Wednesday, January 12, 2011

How Jewish Mothers Kick Asian Tiger Mothers' Ass (and Their Kids' Butts too)

After reading Amy Chua's Wall Street Journal article (click blog post title for article), "Why Chinese Mothers are Superior," I coincidentally had my own run-in with Hermione Granger. True to form, Hermione Granger is always right. Life comes easy to her. She masters difficult skills quickly from math to piano to ballet. Her instructors and teachers often remind her how bright and talented she is, reminding her she could be come a "star" in anything she pursued. She has a lot of friends and kids genuinely like her.

Unlike how I spent my childhood, she does not wear headgear, an eye patch or have crazy hair.

Yet, Hermione Granger can't be wrong. During our parent teacher conference, I was told Hermione Granger often corrects her teacher when she has the wrong answer to a problem. "Are you sure you got that right Mr. M?"

This does not make a WASP father proud.

Now that she is studying for an upcoming national exam, she needs to take practice tests on the computer every night, which give her an instant grade and feedback about her progress. When I saw she got a score in the low 80s, I said she'd have to take it again.

"But I passed!'

Then, I pulled the Jewish/Chinese mother shtick, "Life isn't about passing. Do it again."

## Raw data
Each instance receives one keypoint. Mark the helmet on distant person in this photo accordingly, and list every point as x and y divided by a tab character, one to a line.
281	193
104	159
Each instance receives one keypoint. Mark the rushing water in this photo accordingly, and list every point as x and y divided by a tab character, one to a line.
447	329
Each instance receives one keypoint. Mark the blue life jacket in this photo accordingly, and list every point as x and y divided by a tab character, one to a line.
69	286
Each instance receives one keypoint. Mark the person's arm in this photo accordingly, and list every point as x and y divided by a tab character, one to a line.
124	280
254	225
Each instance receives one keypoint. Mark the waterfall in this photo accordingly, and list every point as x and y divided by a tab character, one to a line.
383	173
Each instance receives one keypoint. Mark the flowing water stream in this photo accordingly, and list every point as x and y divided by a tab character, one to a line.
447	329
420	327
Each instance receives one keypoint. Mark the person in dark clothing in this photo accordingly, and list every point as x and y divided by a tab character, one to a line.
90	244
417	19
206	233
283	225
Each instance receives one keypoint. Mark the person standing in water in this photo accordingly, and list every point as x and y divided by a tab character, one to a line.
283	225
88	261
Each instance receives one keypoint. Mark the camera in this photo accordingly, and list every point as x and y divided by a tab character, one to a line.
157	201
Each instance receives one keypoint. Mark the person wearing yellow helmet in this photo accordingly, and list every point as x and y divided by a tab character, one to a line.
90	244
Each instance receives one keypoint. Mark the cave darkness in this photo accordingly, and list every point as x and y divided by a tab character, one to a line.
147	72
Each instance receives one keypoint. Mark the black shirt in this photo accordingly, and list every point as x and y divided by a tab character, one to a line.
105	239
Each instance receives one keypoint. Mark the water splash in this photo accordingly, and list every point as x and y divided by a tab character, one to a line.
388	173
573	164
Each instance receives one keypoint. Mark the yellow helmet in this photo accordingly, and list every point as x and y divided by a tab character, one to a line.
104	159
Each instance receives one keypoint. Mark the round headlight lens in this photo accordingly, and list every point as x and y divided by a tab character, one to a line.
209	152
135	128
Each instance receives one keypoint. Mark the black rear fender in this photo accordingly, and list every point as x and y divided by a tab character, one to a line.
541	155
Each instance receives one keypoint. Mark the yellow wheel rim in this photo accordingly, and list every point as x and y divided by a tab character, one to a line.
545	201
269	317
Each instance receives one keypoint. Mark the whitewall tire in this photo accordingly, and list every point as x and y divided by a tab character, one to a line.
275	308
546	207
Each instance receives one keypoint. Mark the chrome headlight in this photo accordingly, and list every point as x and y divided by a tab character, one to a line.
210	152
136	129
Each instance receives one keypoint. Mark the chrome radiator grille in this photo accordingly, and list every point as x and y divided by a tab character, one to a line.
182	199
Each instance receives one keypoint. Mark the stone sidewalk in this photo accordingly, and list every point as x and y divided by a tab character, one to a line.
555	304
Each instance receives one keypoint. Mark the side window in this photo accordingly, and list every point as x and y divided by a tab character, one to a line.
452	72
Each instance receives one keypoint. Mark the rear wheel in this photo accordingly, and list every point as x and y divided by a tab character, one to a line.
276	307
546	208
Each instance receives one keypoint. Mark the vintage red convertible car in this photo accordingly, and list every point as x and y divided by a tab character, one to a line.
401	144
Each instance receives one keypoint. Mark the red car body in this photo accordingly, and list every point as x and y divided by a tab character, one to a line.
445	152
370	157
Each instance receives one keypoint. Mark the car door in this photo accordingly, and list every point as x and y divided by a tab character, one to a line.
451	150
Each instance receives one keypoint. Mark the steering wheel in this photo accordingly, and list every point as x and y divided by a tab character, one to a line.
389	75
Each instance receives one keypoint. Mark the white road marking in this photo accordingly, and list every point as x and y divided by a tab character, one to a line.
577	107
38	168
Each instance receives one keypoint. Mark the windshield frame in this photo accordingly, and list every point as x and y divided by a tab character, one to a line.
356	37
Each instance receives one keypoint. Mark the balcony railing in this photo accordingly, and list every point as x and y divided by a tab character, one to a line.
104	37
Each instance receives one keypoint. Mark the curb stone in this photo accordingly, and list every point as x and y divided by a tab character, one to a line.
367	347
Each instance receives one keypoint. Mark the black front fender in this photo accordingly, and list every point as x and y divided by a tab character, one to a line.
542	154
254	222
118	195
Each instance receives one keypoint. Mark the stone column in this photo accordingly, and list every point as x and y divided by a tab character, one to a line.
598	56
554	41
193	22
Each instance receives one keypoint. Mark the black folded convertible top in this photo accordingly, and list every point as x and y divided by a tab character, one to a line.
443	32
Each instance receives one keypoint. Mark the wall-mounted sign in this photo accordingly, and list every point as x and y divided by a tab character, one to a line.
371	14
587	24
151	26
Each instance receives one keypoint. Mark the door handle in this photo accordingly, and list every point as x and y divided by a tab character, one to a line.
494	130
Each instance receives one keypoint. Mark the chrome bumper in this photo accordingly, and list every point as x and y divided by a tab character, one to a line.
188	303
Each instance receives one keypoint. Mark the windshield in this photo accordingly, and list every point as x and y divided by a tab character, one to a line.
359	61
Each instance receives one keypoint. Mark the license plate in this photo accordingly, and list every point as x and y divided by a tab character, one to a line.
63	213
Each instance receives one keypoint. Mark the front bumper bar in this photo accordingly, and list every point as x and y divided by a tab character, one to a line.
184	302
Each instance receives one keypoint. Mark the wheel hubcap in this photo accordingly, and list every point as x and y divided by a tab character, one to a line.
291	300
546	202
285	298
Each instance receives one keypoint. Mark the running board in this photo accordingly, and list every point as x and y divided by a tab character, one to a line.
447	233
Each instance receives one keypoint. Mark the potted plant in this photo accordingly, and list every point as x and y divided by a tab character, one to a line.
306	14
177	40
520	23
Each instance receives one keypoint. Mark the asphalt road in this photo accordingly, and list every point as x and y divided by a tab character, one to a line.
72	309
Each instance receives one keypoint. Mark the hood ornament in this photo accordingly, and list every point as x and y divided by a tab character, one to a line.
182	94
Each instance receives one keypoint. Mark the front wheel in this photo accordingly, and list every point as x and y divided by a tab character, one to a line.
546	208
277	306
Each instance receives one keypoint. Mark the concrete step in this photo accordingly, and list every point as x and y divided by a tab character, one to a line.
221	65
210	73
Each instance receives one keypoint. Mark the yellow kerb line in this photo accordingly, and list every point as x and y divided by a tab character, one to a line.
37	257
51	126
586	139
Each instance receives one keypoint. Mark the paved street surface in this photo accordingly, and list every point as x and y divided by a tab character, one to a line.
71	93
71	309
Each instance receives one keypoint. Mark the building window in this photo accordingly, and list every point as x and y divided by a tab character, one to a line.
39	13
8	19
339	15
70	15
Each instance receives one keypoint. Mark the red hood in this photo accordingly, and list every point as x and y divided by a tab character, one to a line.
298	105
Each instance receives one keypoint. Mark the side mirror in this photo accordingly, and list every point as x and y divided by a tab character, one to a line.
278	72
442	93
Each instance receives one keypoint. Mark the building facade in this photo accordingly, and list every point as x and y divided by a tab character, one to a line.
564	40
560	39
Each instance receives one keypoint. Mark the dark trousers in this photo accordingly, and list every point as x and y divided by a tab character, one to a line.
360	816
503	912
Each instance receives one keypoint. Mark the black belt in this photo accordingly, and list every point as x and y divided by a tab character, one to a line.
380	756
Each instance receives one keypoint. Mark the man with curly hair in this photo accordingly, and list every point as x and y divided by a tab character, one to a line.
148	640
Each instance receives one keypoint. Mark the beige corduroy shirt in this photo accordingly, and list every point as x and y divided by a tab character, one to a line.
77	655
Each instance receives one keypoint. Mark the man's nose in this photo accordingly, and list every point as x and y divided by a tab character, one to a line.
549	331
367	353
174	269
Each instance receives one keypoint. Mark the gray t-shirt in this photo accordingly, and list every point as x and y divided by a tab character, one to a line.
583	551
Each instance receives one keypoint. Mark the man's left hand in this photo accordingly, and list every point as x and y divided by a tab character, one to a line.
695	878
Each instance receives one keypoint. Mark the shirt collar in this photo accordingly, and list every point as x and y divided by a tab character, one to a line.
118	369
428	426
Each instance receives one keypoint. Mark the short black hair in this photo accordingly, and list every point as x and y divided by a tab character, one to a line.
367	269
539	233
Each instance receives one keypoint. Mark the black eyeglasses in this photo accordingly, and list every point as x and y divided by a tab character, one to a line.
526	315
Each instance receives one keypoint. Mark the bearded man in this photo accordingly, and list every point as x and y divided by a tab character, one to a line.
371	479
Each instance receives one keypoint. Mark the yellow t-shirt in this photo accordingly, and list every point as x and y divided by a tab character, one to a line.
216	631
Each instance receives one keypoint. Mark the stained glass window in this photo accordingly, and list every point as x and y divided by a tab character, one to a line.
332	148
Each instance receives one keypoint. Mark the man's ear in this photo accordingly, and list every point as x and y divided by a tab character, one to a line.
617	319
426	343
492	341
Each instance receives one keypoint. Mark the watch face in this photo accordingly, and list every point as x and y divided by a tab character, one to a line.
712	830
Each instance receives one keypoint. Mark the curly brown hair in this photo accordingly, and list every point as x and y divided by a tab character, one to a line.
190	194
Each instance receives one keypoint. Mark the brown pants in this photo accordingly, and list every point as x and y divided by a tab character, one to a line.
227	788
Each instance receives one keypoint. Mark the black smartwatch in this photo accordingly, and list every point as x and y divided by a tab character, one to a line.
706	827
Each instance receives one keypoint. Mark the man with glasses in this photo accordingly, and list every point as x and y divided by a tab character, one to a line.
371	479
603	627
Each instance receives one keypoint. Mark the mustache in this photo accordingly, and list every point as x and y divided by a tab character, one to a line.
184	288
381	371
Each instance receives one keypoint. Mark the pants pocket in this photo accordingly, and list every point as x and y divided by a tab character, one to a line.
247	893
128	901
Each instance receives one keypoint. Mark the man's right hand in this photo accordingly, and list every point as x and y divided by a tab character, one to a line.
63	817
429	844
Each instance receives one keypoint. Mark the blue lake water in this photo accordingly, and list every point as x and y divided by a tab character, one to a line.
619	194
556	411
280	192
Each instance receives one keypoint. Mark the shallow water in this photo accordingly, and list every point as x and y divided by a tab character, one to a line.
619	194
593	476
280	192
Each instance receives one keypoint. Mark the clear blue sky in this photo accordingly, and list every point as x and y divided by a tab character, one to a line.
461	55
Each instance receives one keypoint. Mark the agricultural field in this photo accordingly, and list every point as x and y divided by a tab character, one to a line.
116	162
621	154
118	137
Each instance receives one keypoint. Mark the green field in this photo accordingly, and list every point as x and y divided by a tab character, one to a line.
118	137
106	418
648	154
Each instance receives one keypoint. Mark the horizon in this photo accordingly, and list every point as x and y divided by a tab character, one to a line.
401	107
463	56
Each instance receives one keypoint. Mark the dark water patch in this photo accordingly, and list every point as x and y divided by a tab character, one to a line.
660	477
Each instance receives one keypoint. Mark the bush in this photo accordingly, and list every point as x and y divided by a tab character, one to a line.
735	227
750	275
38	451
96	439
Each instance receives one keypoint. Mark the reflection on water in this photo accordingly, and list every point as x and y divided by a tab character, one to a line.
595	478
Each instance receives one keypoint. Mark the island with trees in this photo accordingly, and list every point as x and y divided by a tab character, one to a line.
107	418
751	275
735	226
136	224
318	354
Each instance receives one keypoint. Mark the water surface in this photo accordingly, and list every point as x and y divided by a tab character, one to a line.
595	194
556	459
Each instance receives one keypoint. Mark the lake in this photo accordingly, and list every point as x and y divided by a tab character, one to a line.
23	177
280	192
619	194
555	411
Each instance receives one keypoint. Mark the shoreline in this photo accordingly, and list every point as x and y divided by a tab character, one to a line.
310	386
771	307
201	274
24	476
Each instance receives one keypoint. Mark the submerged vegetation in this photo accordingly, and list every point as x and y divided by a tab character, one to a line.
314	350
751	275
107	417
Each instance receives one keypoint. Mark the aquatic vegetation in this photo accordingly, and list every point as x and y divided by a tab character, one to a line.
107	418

## Given exercise 1
Decide whether each statement agrees with the blog post: (a) Hermione Granger wears headgear and an eye patch; (b) the nightly practice tests give her an instant grade; (c) after a score in the low 80s, she was allowed to stop. Answer yes or no for each, and quote the deciding words from the blog post.
## Given exercise 2
Continue the blog post about Hermione Granger and the practice tests, starting after its last sentence.
The rows have nothing to do with the blog post.

## Reply 1
(a) No: "she does not wear headgear, an eye patch or have crazy hair."
(b) Yes: "which give her an instant grade and feedback about her progress."
(c) No: "When I saw she got a score in the low 80s, I said she'd have to take it again."

## Reply 2
The tears and screaming persisted for about two hours. She wanted to do something else with her life. Hermione Granger wound up taking each of the practice tests about 4 times. I offered to help. She just screamed and slammed her fingers on the keyboard. I never raised my voice once, but I kept repeating the same thing over and over again, "Do it again until you get the score you are capable of getting." I just reminded her I knew she could do better and that she wouldn't leave the computer until she did.

Needless to say, she wound up getting 100% on the practice tests the first time she took them the next night.

While Jewish mothers would never think of calling their chosen children "garbage," they can nag and annoy their children to achieve a goal like no one else.

You can not break a Jewish mother. They will break you. (It's kind of like how I recently wrangled two Celtic tickets out of the car dealership.)

We are made of much more than challah and matzo ball soup. For the last few months, I was made out of cookies, but fortunately that seems to be changing.

3 comments:

  1. The Best Pal She Made GayJanuary 14, 2011 at 8:07 AM

    My favorite line from this post: "You cannot break a Jewish mother. They will break you." Trophy Wife, you ARE made of tough stuff. Glad to see the cookie fetish is receding.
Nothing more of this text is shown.